SET PROBLEM> Find every line in the rows below that contains the word "lawn", and copy each one.

GIVEN DATA>
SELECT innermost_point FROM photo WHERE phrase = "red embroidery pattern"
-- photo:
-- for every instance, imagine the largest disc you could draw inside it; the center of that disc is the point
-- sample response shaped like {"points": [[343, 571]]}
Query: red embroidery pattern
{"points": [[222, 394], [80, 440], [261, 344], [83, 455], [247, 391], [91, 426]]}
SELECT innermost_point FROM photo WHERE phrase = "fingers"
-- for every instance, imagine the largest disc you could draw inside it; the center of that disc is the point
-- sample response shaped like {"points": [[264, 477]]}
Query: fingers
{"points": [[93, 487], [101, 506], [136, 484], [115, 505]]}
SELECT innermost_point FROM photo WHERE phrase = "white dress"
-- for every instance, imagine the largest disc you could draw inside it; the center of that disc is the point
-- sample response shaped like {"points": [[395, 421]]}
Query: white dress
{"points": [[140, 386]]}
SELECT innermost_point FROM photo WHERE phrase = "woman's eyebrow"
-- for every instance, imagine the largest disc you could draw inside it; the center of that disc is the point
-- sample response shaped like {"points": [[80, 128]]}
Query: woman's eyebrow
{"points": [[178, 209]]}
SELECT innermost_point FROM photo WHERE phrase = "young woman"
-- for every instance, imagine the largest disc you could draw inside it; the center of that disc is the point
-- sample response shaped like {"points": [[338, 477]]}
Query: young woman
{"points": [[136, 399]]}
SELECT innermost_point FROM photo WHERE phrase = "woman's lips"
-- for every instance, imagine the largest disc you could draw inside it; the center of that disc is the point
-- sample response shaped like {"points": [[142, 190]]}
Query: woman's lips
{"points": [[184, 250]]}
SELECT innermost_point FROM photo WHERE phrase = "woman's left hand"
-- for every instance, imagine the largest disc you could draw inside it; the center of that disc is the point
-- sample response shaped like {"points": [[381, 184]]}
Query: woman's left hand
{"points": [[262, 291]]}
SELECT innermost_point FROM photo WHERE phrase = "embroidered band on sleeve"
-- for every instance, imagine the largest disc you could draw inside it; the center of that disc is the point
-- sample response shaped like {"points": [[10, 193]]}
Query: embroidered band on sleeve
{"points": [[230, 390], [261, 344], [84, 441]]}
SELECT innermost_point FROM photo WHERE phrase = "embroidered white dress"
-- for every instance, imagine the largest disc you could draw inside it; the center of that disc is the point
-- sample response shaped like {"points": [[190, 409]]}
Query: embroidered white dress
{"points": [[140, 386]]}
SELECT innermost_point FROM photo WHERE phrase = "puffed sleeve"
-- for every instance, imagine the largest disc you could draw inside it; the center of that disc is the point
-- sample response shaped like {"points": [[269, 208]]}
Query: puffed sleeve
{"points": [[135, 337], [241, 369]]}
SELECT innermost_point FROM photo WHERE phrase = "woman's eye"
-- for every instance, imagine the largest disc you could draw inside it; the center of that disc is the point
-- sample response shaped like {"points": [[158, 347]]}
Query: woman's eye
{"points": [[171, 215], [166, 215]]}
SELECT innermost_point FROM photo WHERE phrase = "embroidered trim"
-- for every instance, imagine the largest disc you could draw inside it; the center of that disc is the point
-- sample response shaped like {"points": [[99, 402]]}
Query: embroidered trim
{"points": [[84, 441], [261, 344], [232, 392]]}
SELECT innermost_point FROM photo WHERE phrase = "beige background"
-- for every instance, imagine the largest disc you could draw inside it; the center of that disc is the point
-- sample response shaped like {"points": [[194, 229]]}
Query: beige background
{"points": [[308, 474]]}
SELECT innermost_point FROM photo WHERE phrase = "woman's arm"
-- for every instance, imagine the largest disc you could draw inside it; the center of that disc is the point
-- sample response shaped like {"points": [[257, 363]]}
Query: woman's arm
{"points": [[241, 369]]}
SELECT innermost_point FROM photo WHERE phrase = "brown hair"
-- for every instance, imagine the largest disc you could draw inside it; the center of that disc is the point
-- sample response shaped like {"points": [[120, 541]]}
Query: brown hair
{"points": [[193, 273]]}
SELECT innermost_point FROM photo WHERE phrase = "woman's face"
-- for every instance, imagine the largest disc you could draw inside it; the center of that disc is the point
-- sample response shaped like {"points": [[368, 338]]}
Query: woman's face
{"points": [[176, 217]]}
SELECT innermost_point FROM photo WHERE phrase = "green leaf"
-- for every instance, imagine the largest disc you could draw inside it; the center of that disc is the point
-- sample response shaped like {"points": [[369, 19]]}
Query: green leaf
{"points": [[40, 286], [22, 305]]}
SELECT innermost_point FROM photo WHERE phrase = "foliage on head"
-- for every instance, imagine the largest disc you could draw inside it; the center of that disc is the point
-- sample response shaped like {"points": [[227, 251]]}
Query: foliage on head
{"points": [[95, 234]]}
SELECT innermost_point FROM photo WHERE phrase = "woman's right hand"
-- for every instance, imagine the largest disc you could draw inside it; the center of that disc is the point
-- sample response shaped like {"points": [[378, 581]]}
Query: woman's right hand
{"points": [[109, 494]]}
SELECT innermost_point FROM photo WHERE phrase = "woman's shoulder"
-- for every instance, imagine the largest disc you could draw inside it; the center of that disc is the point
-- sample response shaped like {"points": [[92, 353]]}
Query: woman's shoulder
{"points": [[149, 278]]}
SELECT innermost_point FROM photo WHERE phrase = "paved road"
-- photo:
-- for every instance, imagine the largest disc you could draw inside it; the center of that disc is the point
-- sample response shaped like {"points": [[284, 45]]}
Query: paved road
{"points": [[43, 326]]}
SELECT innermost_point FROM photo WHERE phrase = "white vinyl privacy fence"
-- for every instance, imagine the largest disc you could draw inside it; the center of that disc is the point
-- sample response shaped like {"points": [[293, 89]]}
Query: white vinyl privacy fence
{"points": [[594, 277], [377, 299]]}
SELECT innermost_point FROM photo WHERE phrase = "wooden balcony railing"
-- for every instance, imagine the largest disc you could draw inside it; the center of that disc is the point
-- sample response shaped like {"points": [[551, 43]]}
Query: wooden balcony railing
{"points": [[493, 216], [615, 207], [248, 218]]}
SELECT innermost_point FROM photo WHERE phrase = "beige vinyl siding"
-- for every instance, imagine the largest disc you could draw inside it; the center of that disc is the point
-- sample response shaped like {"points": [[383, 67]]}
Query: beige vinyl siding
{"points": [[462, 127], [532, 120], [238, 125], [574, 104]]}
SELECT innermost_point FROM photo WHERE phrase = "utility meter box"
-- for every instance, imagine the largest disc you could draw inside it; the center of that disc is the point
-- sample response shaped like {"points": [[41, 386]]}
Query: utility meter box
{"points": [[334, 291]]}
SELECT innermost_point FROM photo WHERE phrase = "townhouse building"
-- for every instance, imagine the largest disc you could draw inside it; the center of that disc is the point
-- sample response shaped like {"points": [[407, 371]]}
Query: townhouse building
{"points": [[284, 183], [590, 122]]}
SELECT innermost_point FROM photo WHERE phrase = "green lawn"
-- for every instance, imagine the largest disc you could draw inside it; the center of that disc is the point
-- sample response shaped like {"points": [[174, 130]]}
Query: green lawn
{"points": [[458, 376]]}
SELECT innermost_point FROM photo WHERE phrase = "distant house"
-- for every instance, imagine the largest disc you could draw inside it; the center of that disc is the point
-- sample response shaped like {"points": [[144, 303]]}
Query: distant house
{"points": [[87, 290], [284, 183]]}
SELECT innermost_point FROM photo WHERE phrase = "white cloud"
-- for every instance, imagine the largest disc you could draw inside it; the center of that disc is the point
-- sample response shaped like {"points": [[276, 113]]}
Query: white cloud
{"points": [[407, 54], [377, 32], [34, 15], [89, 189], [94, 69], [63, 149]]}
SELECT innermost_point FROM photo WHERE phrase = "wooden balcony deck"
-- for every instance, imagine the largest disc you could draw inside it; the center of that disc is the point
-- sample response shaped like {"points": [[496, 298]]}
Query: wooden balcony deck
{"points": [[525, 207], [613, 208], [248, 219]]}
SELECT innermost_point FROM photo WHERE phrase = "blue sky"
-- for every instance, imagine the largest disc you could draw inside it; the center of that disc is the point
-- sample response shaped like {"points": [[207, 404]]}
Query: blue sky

PROBLEM SOLUTION>
SELECT innermost_point FROM photo WHERE phrase = "green lawn"
Query: green lawn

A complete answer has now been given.